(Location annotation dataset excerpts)
|---|

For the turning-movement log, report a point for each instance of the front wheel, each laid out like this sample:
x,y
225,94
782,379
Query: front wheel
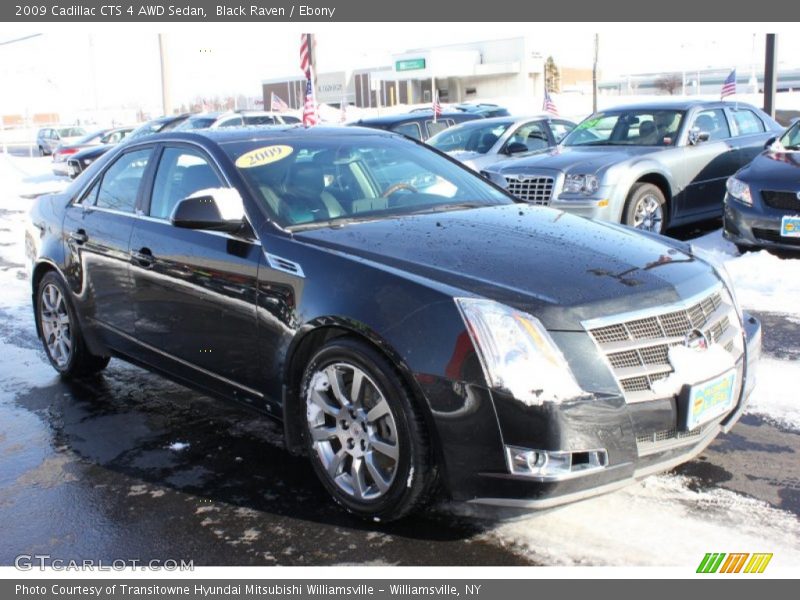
x,y
365,436
61,335
645,208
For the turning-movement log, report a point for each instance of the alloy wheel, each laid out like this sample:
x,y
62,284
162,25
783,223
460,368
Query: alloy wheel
x,y
649,214
352,430
56,325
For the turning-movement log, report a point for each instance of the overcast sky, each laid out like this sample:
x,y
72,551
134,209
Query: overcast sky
x,y
225,58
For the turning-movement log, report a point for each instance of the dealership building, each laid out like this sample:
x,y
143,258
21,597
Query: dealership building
x,y
460,73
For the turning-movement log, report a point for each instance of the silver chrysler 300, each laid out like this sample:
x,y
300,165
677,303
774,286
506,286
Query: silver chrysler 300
x,y
647,165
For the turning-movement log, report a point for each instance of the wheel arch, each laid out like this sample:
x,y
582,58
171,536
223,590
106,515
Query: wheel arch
x,y
315,335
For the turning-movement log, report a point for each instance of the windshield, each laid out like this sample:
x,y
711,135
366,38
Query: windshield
x,y
473,137
791,139
71,132
316,181
196,123
641,127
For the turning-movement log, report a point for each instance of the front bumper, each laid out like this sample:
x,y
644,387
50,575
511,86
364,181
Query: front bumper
x,y
607,422
756,226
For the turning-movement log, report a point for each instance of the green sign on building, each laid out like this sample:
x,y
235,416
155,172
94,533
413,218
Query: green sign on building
x,y
411,64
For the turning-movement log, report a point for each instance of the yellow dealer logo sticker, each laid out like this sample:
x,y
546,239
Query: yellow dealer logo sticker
x,y
263,156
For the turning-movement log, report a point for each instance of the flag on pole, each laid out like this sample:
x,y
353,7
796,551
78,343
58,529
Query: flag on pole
x,y
310,116
437,107
305,54
548,105
729,85
277,104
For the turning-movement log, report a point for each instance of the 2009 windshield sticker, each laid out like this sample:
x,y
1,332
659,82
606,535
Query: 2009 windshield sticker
x,y
263,156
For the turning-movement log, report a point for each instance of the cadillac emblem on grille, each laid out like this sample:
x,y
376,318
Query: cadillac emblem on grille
x,y
696,340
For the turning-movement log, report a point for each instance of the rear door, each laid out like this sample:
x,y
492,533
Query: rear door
x,y
194,291
707,165
97,227
749,133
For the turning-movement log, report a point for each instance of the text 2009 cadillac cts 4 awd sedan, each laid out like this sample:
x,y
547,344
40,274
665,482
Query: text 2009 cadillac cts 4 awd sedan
x,y
414,327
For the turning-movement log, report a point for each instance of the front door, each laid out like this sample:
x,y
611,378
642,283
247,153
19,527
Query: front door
x,y
97,228
194,291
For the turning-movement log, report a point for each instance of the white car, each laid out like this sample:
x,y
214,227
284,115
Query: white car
x,y
483,142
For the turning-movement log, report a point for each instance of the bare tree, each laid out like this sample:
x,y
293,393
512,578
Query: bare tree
x,y
669,83
552,76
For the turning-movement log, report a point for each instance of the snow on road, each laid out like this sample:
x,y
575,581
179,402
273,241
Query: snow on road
x,y
663,520
762,280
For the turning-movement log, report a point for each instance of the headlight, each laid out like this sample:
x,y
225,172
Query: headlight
x,y
517,353
721,270
739,190
581,184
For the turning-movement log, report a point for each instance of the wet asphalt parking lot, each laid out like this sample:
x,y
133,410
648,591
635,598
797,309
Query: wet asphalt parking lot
x,y
128,465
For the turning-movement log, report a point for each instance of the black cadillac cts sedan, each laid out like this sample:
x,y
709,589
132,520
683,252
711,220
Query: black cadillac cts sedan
x,y
414,328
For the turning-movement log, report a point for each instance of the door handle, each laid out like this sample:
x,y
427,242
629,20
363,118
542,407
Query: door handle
x,y
143,258
79,237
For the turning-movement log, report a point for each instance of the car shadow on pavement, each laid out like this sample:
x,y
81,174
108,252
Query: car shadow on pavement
x,y
151,437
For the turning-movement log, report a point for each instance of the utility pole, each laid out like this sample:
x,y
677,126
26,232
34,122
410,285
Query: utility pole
x,y
594,71
166,95
770,74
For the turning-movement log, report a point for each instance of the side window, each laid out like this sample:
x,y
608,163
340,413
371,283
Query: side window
x,y
747,123
409,129
560,129
90,197
120,184
434,128
181,173
714,122
532,135
233,122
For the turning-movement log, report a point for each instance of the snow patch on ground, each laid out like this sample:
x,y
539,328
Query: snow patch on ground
x,y
775,396
660,521
762,280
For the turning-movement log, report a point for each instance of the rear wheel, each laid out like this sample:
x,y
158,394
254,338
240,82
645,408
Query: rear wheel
x,y
61,335
366,439
645,208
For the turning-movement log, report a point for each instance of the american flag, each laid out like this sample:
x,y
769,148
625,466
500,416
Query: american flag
x,y
437,107
310,107
729,85
548,105
306,42
277,104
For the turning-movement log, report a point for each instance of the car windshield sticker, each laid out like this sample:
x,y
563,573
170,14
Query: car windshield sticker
x,y
588,124
263,156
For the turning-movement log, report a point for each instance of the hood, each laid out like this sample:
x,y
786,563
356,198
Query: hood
x,y
584,159
559,267
774,170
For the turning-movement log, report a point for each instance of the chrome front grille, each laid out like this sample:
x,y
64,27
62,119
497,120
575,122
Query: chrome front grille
x,y
534,189
637,345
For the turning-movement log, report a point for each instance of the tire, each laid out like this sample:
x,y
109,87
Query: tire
x,y
645,208
372,453
61,336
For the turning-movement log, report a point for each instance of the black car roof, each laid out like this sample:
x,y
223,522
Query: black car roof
x,y
257,133
421,115
674,104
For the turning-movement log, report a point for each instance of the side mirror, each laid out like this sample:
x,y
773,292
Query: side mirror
x,y
516,148
219,209
696,136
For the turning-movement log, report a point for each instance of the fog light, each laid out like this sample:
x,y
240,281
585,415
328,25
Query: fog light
x,y
554,465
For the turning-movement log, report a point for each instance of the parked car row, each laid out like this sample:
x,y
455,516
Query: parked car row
x,y
649,166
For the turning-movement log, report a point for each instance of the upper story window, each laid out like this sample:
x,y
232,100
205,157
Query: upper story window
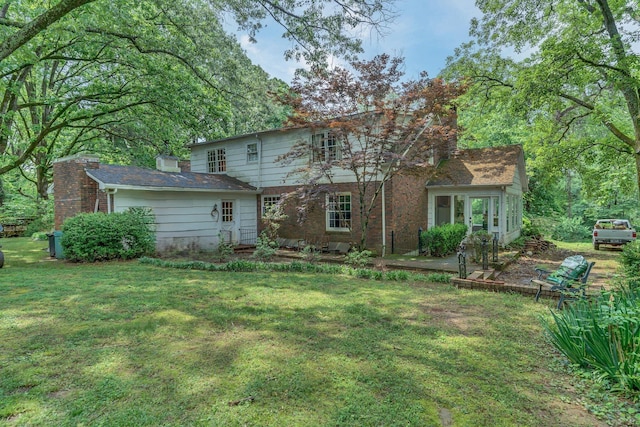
x,y
339,212
325,147
252,152
269,202
216,160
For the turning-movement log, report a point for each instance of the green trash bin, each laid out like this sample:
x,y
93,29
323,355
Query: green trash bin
x,y
57,237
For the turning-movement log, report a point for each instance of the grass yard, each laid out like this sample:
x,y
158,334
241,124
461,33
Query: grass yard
x,y
126,344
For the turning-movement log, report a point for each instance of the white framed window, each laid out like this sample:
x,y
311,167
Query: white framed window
x,y
252,152
217,160
325,147
269,202
339,212
227,211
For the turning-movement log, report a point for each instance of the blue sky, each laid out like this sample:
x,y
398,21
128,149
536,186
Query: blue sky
x,y
425,32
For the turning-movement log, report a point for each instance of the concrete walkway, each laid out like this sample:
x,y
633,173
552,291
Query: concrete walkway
x,y
420,263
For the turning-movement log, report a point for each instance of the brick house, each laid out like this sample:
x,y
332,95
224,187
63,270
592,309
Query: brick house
x,y
231,181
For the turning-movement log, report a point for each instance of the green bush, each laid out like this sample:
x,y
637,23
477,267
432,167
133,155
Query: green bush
x,y
570,230
602,335
443,240
266,248
91,237
529,228
358,259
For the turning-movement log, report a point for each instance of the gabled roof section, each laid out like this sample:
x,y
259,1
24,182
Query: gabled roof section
x,y
494,166
136,178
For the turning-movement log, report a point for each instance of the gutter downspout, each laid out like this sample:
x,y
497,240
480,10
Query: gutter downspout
x,y
111,191
384,222
259,162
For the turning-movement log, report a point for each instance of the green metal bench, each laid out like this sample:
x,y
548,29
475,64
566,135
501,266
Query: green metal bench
x,y
569,280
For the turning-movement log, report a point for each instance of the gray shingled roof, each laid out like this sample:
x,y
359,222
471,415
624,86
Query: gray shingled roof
x,y
133,177
481,167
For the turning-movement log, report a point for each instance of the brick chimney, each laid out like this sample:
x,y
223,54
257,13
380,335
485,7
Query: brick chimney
x,y
73,191
167,164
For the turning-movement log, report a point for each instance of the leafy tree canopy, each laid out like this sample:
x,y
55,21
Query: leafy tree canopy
x,y
131,79
574,100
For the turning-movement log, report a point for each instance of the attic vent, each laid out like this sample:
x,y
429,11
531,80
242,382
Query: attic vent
x,y
167,164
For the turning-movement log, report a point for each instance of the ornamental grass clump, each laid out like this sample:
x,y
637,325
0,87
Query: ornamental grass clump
x,y
602,334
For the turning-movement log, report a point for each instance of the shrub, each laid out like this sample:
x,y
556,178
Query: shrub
x,y
39,235
358,259
570,230
94,237
266,248
474,242
443,240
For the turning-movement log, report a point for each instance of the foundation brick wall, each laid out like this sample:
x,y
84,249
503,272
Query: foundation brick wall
x,y
407,198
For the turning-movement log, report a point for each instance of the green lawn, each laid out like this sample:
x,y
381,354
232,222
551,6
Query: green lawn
x,y
127,344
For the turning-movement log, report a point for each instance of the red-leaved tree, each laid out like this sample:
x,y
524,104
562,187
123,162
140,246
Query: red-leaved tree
x,y
377,126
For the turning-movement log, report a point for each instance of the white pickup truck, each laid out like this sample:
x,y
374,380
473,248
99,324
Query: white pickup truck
x,y
612,232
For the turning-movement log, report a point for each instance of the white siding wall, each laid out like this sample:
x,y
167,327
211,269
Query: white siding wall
x,y
268,172
183,219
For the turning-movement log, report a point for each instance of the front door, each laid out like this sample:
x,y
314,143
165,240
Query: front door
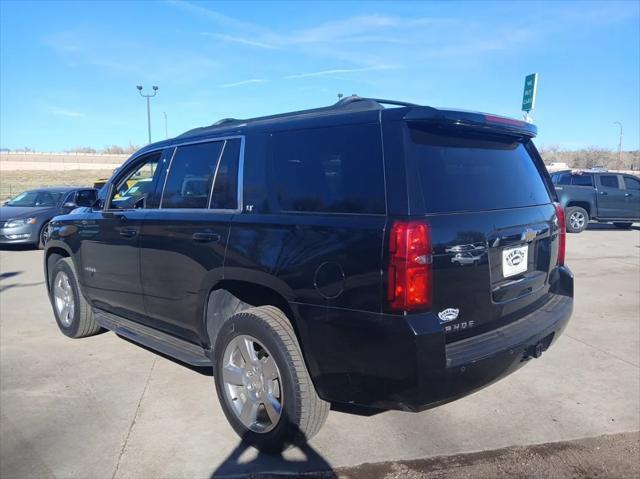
x,y
611,199
183,242
110,248
632,197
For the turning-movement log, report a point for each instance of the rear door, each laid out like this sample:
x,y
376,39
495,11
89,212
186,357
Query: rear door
x,y
183,242
632,196
493,224
610,197
110,241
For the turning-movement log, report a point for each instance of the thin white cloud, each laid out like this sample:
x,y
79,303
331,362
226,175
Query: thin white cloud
x,y
65,112
339,71
245,41
243,82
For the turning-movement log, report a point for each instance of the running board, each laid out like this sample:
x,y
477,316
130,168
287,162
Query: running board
x,y
162,342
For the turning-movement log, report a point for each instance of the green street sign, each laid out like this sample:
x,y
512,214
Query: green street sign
x,y
530,90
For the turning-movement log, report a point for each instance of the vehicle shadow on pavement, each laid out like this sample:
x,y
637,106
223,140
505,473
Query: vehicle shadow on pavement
x,y
273,465
12,274
610,227
17,247
19,285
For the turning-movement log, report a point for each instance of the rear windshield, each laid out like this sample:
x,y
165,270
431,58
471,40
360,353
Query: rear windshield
x,y
459,172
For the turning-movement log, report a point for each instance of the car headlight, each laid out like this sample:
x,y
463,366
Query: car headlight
x,y
17,222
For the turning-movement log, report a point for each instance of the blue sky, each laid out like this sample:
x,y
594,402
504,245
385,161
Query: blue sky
x,y
68,70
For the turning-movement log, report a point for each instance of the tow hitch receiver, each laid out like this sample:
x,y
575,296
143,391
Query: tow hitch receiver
x,y
536,350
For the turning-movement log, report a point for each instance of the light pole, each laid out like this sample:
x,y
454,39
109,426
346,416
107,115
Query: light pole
x,y
155,90
166,130
619,142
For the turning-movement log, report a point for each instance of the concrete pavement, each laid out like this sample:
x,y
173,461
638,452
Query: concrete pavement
x,y
103,407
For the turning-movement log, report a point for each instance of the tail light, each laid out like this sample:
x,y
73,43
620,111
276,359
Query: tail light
x,y
562,235
410,266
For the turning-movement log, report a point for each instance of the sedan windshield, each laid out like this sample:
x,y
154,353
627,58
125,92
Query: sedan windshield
x,y
36,198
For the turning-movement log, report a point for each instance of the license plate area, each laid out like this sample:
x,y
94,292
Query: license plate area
x,y
515,260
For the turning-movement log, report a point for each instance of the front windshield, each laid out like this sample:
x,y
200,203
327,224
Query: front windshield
x,y
35,198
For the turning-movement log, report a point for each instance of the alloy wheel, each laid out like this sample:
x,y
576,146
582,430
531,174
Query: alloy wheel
x,y
252,384
577,220
63,298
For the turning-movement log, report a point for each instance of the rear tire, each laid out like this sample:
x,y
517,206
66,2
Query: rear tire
x,y
72,312
43,236
577,219
300,412
622,226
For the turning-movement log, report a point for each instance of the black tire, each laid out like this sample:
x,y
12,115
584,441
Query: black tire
x,y
622,226
576,218
42,235
303,412
81,323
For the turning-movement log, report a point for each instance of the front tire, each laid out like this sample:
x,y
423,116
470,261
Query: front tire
x,y
577,219
622,226
72,312
262,382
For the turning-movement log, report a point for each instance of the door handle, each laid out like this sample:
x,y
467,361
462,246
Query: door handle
x,y
128,232
206,237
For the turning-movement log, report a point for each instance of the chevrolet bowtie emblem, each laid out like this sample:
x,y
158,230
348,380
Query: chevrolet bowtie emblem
x,y
529,235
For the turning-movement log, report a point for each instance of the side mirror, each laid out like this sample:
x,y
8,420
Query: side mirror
x,y
85,198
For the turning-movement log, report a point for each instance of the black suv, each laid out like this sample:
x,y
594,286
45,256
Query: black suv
x,y
395,258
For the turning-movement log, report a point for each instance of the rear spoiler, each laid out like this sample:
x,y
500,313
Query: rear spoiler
x,y
474,120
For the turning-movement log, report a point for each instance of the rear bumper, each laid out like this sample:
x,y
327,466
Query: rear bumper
x,y
21,235
413,369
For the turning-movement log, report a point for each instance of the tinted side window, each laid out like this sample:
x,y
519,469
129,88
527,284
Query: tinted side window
x,y
609,181
89,195
133,190
582,180
191,175
563,179
465,171
335,169
225,188
631,183
46,198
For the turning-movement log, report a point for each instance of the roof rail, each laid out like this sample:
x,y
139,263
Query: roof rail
x,y
354,98
351,102
225,120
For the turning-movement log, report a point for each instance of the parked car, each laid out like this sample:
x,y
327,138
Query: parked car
x,y
598,195
318,267
24,218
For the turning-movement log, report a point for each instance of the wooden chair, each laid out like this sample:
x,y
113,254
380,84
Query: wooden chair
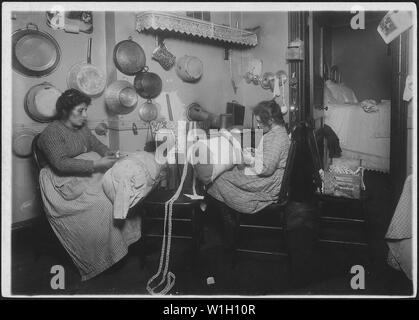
x,y
46,241
268,224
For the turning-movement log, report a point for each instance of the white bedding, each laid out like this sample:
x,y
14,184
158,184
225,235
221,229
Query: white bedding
x,y
362,135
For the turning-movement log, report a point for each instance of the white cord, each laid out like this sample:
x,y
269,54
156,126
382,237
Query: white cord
x,y
168,276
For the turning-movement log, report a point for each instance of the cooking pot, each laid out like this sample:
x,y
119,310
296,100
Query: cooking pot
x,y
86,77
120,97
40,102
22,142
129,57
35,53
189,68
147,84
148,111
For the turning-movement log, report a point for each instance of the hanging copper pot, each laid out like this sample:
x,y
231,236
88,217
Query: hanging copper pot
x,y
129,57
148,84
34,53
148,111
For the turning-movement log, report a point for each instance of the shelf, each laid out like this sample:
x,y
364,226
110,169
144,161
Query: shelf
x,y
162,21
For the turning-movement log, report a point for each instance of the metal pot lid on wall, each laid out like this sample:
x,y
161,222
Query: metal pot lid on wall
x,y
22,142
40,101
121,97
35,53
129,57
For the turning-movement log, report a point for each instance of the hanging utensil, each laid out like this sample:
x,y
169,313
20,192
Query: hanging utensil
x,y
267,81
148,111
163,56
148,84
101,129
86,77
34,53
120,97
189,69
129,57
40,102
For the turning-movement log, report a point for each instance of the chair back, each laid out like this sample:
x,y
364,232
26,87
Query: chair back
x,y
37,154
315,154
289,167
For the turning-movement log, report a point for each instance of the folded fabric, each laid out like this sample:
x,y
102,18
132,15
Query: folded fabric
x,y
369,105
130,180
71,187
214,156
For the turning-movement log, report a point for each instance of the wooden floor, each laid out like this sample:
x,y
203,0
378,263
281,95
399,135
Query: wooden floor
x,y
327,273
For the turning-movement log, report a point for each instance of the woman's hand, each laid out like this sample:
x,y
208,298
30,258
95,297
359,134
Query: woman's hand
x,y
104,163
114,154
248,158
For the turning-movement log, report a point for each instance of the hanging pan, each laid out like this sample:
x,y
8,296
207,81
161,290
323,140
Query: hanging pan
x,y
148,84
86,77
120,97
148,111
34,53
40,102
129,57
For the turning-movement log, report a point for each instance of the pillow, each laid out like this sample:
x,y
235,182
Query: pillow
x,y
348,94
340,92
328,97
336,91
222,154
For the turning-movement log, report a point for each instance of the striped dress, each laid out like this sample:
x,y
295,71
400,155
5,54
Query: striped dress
x,y
251,193
76,206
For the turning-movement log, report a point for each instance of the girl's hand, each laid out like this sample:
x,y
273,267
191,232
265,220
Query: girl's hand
x,y
248,158
104,163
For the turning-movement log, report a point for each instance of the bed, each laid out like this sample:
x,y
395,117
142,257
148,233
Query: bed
x,y
363,127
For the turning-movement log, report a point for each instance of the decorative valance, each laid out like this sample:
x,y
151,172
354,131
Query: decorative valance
x,y
163,21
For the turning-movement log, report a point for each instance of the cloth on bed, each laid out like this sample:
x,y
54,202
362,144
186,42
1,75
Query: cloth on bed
x,y
81,216
399,233
251,193
130,180
356,130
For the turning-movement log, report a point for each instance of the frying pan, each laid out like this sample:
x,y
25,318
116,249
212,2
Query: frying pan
x,y
129,57
35,53
86,77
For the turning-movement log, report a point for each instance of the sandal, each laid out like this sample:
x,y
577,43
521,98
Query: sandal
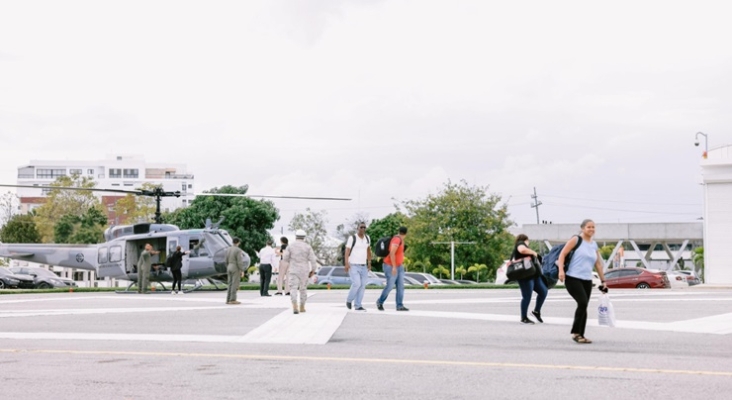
x,y
581,339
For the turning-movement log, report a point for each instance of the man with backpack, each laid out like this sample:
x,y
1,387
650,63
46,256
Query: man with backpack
x,y
357,261
394,271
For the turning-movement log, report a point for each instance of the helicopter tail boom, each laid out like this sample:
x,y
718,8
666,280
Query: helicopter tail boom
x,y
69,256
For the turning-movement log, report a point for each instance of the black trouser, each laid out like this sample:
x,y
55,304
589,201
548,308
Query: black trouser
x,y
177,276
265,276
580,290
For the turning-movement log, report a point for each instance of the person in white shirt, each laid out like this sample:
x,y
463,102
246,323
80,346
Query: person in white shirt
x,y
266,259
357,261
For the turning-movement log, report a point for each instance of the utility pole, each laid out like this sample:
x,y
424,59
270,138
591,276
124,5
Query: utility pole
x,y
536,205
452,255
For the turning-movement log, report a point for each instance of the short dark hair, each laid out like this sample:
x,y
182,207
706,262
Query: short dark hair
x,y
520,239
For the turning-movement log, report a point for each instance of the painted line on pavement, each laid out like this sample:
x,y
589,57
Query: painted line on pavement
x,y
445,363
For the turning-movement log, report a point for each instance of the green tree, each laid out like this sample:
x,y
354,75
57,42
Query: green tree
x,y
313,223
698,260
133,208
20,229
245,218
460,213
479,272
88,228
441,271
60,202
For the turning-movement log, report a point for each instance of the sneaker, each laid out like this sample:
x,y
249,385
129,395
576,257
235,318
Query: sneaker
x,y
537,315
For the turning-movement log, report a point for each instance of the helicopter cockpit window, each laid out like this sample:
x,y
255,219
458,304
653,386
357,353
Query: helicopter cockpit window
x,y
115,254
102,255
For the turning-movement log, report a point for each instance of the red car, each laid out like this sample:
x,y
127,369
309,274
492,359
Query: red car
x,y
629,278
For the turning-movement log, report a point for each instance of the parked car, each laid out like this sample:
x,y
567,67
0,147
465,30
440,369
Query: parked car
x,y
337,276
422,278
691,277
636,278
10,280
677,279
43,278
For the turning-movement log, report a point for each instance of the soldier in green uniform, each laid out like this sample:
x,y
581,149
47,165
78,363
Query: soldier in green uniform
x,y
144,264
235,270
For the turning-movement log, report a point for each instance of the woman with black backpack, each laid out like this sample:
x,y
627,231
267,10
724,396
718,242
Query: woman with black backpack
x,y
532,284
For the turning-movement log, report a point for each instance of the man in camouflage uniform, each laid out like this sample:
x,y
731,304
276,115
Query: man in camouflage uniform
x,y
144,264
235,260
302,262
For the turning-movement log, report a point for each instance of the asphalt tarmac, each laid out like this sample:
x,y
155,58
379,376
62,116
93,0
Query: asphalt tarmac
x,y
452,344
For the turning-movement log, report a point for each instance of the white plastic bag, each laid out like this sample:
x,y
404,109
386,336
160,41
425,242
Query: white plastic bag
x,y
605,312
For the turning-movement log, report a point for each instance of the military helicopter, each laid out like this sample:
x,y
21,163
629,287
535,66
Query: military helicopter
x,y
117,257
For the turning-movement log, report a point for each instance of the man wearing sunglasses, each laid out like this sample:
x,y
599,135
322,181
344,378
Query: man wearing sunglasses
x,y
357,261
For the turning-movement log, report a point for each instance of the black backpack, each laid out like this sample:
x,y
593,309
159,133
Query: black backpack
x,y
549,267
344,244
381,248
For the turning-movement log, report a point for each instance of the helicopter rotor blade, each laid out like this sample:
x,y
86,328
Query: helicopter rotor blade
x,y
272,197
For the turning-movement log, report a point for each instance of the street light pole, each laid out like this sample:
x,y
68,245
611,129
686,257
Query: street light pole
x,y
706,142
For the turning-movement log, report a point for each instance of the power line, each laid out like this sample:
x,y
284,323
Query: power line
x,y
616,209
624,202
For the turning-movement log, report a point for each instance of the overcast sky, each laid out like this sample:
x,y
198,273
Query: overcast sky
x,y
382,101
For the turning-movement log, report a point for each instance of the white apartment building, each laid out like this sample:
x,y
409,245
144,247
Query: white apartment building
x,y
126,172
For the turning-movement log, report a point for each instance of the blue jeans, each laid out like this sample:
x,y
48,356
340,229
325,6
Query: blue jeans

|---|

TASK REQUIREMENTS |
Return exactly the lines of the data, and only those, from the line with "the white plastic" through the last line, inclusive.

THE RESPONSE |
For the turning-movement log, report a point for each instance of the white plastic bag, each laid out like this sample:
x,y
404,109
386,336
160,41
425,242
Query: white plastic bag
x,y
605,312
For the turning-movement log, report a point for each instance of the military helicopter, each laid out like this sample:
x,y
21,163
629,287
535,66
Query: military helicopter
x,y
117,257
For the turning-movement log, report a point for each instance of the man wearing sunglasses, each laid out like this sample:
x,y
599,135
322,181
344,378
Query: man wearing sunglasses
x,y
357,261
For the turning-movement log, report a point for each instance of the black backpack, each laid out like this sample:
x,y
593,309
159,133
Query: black backpack
x,y
549,267
344,244
381,248
For the turning-movement log, report a point for each instance of the helicopter rotor blade, each laid out like this sample:
x,y
86,328
Query: helicopter rotor blade
x,y
272,197
For the turning-movement log, report a point for each instance of the street light pole, each laid out like this sample:
x,y
68,245
611,129
686,257
Query: street light pole
x,y
706,142
For the turning-movement log, report a point for each instance of the power line, each laid out like this sample:
x,y
284,323
Query: power line
x,y
616,209
624,202
For the turning-movement log, report a point for each instance of the overcast sky, each laid out like this sample:
x,y
198,273
Query: overcast sky
x,y
382,101
For the turning-movement log, report a point for each instance of the white apartment building, each laid out like this sample:
x,y
409,245
144,247
Query: white apartment building
x,y
126,172
For the turning-movement log, report a point for each instance of the blue jeans, each laid out like this sample:
x,y
48,356
340,229
325,6
Query: blue jeans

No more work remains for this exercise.